[Task goal]
Report how many lines in the entries below contain the string "leaf". Give only the number.

____ Given data

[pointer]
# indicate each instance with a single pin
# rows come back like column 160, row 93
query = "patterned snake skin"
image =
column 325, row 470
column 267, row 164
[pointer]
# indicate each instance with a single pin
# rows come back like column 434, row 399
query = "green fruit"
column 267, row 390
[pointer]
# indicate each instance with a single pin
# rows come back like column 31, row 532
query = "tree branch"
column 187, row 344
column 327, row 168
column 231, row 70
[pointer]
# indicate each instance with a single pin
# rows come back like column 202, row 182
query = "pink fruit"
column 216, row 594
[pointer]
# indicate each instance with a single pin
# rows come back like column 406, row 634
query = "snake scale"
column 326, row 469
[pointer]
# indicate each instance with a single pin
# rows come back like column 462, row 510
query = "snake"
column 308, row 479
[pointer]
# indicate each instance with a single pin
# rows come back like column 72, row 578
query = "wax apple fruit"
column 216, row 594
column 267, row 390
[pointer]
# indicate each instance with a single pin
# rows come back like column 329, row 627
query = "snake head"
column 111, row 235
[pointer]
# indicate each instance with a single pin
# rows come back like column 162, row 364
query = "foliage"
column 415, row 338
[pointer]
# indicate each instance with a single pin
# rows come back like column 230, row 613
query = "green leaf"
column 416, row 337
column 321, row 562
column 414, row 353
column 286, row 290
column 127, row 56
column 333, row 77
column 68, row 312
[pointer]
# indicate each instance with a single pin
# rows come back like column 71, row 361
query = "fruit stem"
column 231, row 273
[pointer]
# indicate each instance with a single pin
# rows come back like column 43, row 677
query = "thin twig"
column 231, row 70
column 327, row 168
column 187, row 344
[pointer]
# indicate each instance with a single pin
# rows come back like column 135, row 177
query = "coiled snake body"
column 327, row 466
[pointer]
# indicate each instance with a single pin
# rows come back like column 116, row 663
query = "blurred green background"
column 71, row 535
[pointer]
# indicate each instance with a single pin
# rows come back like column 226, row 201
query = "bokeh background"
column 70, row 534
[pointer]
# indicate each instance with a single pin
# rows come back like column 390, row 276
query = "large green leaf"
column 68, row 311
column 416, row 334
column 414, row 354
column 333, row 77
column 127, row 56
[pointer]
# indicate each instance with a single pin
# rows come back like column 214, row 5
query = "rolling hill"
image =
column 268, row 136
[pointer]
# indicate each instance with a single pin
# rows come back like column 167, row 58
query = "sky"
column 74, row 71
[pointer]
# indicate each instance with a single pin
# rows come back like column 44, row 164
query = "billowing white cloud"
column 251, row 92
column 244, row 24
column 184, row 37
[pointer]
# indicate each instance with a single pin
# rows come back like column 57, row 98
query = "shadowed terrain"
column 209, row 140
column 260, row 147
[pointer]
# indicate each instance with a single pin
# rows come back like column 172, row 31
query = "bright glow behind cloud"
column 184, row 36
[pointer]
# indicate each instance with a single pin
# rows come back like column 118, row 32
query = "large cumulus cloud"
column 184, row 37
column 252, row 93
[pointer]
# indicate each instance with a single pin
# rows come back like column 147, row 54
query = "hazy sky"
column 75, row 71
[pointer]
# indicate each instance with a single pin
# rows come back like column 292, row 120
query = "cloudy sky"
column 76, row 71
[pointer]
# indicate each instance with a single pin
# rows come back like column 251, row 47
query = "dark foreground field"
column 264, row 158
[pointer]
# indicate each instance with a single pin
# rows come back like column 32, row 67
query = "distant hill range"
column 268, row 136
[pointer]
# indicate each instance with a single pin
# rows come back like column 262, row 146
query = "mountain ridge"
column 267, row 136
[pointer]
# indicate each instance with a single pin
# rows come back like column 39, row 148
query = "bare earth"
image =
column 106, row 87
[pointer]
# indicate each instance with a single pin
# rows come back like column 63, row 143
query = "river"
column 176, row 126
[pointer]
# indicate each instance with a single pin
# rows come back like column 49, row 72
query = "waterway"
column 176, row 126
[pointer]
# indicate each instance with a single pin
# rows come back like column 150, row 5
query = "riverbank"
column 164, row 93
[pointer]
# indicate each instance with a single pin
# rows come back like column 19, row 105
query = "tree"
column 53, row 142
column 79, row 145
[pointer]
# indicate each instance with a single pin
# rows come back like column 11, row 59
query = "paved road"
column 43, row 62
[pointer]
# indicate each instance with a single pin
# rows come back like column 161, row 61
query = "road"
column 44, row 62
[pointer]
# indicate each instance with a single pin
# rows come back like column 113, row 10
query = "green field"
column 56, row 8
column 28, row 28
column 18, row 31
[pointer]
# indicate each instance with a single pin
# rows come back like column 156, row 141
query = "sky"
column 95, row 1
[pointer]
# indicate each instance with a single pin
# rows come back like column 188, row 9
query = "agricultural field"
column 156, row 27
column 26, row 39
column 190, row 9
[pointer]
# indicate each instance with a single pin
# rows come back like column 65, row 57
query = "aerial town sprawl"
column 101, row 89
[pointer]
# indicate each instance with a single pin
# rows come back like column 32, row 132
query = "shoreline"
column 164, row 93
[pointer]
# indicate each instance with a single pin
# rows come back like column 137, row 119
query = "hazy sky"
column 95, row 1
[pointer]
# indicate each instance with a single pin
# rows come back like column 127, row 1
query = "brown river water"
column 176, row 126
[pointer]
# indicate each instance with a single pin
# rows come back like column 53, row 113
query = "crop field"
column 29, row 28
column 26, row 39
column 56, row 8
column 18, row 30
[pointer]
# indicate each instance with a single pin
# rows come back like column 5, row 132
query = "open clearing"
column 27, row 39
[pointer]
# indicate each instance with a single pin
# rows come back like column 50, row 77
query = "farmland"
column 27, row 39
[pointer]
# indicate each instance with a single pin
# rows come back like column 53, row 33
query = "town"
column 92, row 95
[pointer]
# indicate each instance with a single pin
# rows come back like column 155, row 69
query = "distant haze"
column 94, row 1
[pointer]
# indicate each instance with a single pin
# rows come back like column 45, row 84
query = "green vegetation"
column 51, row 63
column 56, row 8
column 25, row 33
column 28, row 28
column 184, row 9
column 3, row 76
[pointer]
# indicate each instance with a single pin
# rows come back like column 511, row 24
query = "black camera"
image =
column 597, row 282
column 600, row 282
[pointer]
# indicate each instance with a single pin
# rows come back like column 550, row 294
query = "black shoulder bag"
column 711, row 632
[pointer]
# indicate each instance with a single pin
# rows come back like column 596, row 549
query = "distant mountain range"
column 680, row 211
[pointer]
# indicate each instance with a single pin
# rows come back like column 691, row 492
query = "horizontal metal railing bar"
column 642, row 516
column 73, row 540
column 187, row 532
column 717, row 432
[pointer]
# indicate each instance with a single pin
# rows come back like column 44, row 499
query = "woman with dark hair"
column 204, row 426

________
____ Given data

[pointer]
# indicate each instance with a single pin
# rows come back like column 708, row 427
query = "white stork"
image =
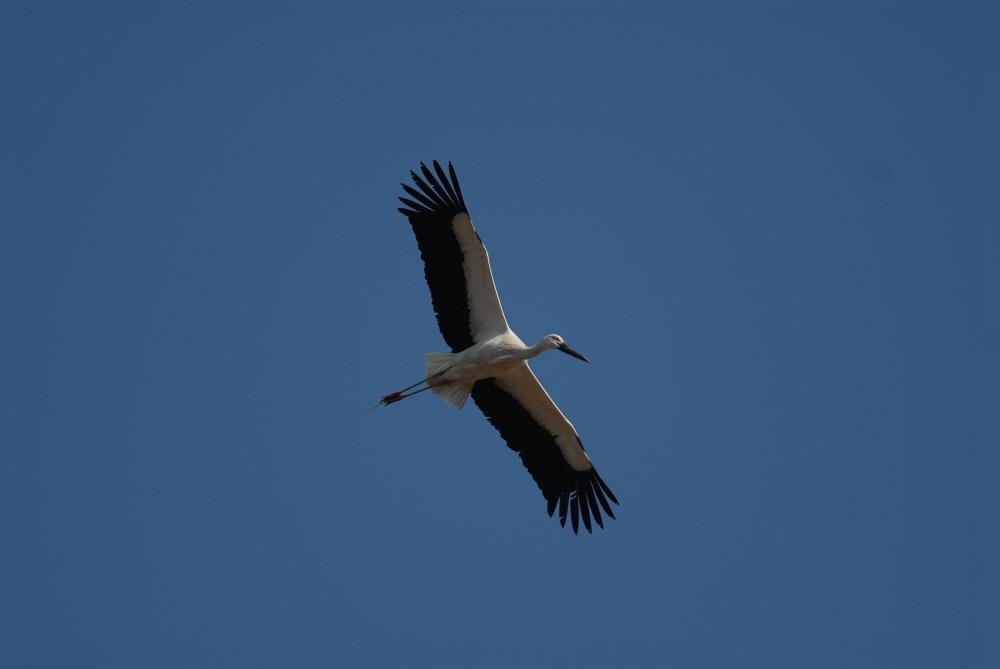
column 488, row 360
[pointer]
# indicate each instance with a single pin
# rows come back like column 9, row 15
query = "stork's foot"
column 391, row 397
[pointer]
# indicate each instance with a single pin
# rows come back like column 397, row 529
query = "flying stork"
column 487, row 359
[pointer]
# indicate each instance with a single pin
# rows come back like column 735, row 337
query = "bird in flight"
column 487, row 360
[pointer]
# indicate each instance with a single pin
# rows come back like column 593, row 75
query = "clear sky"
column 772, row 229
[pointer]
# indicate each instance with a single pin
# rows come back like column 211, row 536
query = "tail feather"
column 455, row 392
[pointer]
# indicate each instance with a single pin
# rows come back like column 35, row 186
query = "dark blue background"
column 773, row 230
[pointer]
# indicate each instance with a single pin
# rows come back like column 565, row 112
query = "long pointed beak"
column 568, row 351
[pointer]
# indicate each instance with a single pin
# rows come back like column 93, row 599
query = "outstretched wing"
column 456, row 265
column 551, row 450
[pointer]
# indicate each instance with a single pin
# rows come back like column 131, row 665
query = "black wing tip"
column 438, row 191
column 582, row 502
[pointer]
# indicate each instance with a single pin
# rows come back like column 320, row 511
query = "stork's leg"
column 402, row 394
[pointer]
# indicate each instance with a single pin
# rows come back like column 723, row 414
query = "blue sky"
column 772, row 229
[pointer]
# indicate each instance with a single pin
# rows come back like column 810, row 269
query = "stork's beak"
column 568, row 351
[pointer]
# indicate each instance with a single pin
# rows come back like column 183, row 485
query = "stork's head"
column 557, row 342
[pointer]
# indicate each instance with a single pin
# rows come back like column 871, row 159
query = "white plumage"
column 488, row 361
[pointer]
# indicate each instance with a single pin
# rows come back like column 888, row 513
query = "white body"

________

[Complete answer]
2